→ **DATA**:
--- START ---
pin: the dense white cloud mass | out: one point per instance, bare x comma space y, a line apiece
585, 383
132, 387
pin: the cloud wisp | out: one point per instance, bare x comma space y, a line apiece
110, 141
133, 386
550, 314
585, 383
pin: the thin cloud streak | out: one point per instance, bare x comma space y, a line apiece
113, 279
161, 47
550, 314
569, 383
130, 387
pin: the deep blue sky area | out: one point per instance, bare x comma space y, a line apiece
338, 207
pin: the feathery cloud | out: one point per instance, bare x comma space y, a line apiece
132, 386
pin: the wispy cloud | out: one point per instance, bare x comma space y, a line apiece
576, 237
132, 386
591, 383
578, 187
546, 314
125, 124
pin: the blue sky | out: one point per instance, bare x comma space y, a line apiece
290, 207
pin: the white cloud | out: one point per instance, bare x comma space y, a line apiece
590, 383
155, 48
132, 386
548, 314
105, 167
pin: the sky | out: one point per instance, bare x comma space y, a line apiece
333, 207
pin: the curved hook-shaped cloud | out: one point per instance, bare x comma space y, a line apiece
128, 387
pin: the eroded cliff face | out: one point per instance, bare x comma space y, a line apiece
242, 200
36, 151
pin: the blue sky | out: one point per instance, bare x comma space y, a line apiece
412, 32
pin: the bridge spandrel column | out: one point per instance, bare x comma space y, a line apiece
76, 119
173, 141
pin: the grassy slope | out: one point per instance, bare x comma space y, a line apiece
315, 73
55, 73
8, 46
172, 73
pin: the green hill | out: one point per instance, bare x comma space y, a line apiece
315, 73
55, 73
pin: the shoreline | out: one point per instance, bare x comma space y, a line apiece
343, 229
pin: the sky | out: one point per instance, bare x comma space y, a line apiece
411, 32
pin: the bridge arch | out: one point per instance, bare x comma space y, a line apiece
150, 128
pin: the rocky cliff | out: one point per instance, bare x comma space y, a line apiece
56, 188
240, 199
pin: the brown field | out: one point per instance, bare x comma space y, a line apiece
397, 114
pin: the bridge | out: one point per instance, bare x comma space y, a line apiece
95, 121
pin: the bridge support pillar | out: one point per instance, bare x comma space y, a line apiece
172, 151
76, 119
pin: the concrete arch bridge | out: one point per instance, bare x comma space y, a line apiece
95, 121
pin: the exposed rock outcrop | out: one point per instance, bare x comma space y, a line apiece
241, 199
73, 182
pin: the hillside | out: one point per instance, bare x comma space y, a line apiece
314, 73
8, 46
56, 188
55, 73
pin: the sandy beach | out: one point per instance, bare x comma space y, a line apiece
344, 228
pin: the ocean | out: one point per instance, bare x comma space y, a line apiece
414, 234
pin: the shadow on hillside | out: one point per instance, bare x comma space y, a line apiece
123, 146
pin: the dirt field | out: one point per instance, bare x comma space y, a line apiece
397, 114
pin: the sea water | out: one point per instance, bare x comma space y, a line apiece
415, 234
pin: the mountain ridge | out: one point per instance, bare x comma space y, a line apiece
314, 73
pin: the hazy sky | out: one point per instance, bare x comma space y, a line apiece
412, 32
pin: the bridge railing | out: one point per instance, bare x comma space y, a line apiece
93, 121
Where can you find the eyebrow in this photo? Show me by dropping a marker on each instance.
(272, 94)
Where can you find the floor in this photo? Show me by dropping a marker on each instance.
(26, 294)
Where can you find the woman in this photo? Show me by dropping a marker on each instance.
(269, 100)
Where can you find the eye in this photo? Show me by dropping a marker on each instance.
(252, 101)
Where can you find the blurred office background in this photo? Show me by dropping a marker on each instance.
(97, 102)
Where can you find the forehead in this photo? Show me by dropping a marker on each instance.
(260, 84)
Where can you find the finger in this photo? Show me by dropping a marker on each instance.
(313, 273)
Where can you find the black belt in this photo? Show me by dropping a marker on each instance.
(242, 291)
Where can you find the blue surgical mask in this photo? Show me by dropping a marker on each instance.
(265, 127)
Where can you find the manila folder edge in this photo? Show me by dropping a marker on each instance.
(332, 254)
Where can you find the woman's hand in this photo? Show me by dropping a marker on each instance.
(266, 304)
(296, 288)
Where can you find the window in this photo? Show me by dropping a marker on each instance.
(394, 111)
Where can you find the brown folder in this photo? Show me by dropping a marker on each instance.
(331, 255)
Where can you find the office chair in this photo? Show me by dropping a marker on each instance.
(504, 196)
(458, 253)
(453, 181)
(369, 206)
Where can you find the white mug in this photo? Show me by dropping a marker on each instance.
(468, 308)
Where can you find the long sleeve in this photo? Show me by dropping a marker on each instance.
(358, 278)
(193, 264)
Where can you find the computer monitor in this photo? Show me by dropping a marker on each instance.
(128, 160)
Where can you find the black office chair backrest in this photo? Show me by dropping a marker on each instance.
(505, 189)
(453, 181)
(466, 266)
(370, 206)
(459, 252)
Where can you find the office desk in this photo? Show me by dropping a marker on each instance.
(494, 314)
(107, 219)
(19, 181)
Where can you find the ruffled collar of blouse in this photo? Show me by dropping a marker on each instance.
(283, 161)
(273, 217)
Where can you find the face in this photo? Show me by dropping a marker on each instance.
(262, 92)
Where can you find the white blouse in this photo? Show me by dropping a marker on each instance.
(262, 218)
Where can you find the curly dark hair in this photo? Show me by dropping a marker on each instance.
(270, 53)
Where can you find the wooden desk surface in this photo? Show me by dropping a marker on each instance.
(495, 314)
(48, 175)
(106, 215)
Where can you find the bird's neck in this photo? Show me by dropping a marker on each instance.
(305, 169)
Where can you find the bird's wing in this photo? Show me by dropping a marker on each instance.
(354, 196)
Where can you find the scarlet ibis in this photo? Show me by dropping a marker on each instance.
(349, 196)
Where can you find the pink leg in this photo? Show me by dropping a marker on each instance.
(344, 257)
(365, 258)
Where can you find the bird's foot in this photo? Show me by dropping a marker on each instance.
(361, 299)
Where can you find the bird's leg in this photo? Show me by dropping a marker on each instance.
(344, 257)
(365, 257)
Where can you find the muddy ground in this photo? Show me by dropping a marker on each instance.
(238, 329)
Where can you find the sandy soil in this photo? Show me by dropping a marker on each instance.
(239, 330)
--- END ---
→ **YOUR ASSIGNMENT**:
Reproduce the material above without altering a single character.

→ **OUTPUT FOR THIS EXERCISE**:
pin: the dense white cloud mass | out: one point per instance, bare x comma space y, a line apiece
585, 383
132, 387
pin: the cloud wisp | out: one point per instance, bare x comma space y, a line apiece
110, 141
133, 386
550, 314
585, 383
pin: the thin cloud streak | out: one point per instance, bare x comma space y, a line apiece
113, 279
161, 47
550, 314
569, 383
130, 387
pin: the deep blue sky area | out: one point per instance, bare x comma space y, a line apiece
338, 207
pin: the feathery cloud | out: one point per instance, bare x comma space y, a line apiece
132, 386
pin: the wispy cloud | out: one point per instance, bare x comma space y, a line apiece
576, 237
132, 386
591, 383
578, 187
546, 314
125, 124
pin: the blue sky | out: one point per instance, bare x comma space y, a line apiece
290, 207
pin: the white cloud | out: one point per instance, bare x comma space y, a line apiece
590, 383
155, 48
132, 386
548, 314
105, 167
pin: the sky | out: one point per instance, bare x comma space y, a line apiece
333, 207
pin: the curved hook-shaped cloud | out: one point per instance, bare x comma space y, a line apiece
128, 387
pin: the eroded cliff face | out: one point per instance, bare x comma space y, a line apiece
242, 200
36, 151
pin: the blue sky | out: one point per instance, bare x comma space y, a line apiece
412, 32
pin: the bridge spandrel column | out: one point per instance, bare x comma space y, a line apiece
76, 119
173, 141
pin: the grassy slope | out: one point per instance, bare x comma space y, a line apiece
315, 73
55, 73
8, 46
172, 73
pin: the green hill | out: one point per instance, bare x comma space y, a line apiece
315, 73
55, 73
pin: the shoreline | out: one point per instance, bare x comma space y, a line apiece
343, 229
pin: the sky | out: one point per instance, bare x comma space y, a line apiece
411, 32
pin: the bridge arch | out: one point per instance, bare x comma space y, a line apiece
150, 128
pin: the rocky cliff | out: one point per instance, bare x comma space y, a line apiece
56, 188
240, 199
pin: the brown field | out: one point per instance, bare x comma space y, a line apiece
397, 114
pin: the bridge | out: one point per instance, bare x comma space y, a line apiece
95, 121
pin: the bridge support pillar | out: one point per instance, bare x comma space y, a line apiece
172, 151
76, 119
pin: the concrete arch bridge | out: one point per instance, bare x comma space y, a line apiece
95, 121
pin: the exposed rock outcrop | out: one point per instance, bare x comma space y, a line apiece
241, 199
73, 182
pin: the hillside | out: one point per instance, bare x comma space y, a line apiece
314, 73
8, 46
56, 188
55, 73
pin: the sandy beach | out: one point per instance, bare x comma space y, a line apiece
344, 228
pin: the ocean | out: one point per instance, bare x comma space y, a line apiece
414, 234
pin: the shadow on hillside | out: one point per instance, bare x comma space y, a line apiece
123, 146
pin: the dirt field | out: one point per instance, bare x comma space y, a line apiece
397, 114
pin: the sea water | out: one point per instance, bare x comma space y, a line apiece
415, 234
pin: the mountain ridge | out: one point per instance, bare x comma space y, a line apiece
314, 73
pin: the hazy sky | out: one point per instance, bare x comma space y, a line apiece
412, 32
pin: the bridge railing | out: one point per instance, bare x comma space y, a line apiece
93, 121
Where can you find the eyebrow in this photo? Show me by dropping a marker on each instance.
(272, 94)
Where can you find the floor in this photo? Show me by dropping a marker on each instance.
(26, 294)
Where can you find the woman in this photo? Show me by dropping a marker on each instance.
(269, 100)
Where can you find the eye in this photo? Show me by dropping a marker on each instance.
(252, 101)
Where can you find the blurred office background in this photo? Show me by dropping a marker on each instance.
(97, 102)
Where can you find the forehead in this photo? Show me by dropping a marker on each instance.
(260, 84)
Where can you find the finger in this photo? Show me by dropping a marker on each instance.
(313, 273)
Where can you find the black belt in this photo? Show me by dropping a marker on each instance.
(242, 291)
Where can you find the blue surgical mask in this photo? Show me by dropping a marker on each instance.
(265, 127)
Where can you find the manila folder edge in this photo? Show me by dropping a marker on each instance.
(332, 254)
Where can you find the woman's hand in this photo? Show me by dropping a marker on each instance.
(266, 304)
(296, 288)
Where can you find the window in this photo? Show me by dropping a marker on each instance.
(394, 111)
Where can you find the brown folder in this photo? Show me by dropping a marker on each instance.
(331, 255)
Where can you find the office chair in this photo? Show me by dropping a marker on each instance.
(504, 196)
(458, 253)
(453, 181)
(369, 206)
Where can you find the white mug in this photo? Show me by dropping a marker on each instance.
(468, 308)
Where can you find the long sleeve in this photo? Show me by dropping a marker on each instance.
(358, 278)
(193, 264)
Where can you find the computer monitor in this photo? Show me by dropping a marker on each instance.
(128, 160)
Where can you find the black office chair backrest in this photo? Show me by dropping a marker on each instance.
(505, 189)
(453, 181)
(466, 266)
(370, 206)
(459, 252)
Where can you find the office desk in this photo? Show me by dropping a marker on each instance.
(494, 314)
(107, 219)
(19, 181)
Where can you find the ruffled collar of blouse in this photo? Show me by dropping a marker on each instance.
(283, 161)
(273, 217)
Where can you find the face in this photo? Show me by dropping a marker on each instance.
(262, 92)
Where can you find the white blouse in this photo? Show me by dropping a marker on each instance.
(262, 218)
Where can you find the curly dark hair in this photo? Show me by dropping a marker on each instance.
(270, 53)
Where can you find the wooden desk surface in this photo? Show me by dropping a marker on each instance.
(495, 314)
(48, 175)
(106, 215)
Where can you find the bird's neck in this photo? Show me by dropping a marker on each instance.
(305, 169)
Where can you find the bird's wing in this photo? Show me by dropping a marker on each instance.
(354, 196)
Where can you find the scarlet ibis in this photo? Show me by dropping a marker on each instance.
(349, 196)
Where can you find the pink leg in this photo? Show me by dropping a marker on each instance.
(344, 257)
(365, 258)
Where can you find the bird's foot in this photo? Show me by dropping a marker on each instance.
(361, 299)
Where can you find the bird's leg in this photo? Show me by dropping a marker on each instance.
(344, 257)
(365, 257)
Where can you find the muddy ground in this photo? Show me by dropping a marker on each instance.
(238, 329)
Where can you find the sandy soil in this photo? Show me by dropping a marker on each instance.
(239, 330)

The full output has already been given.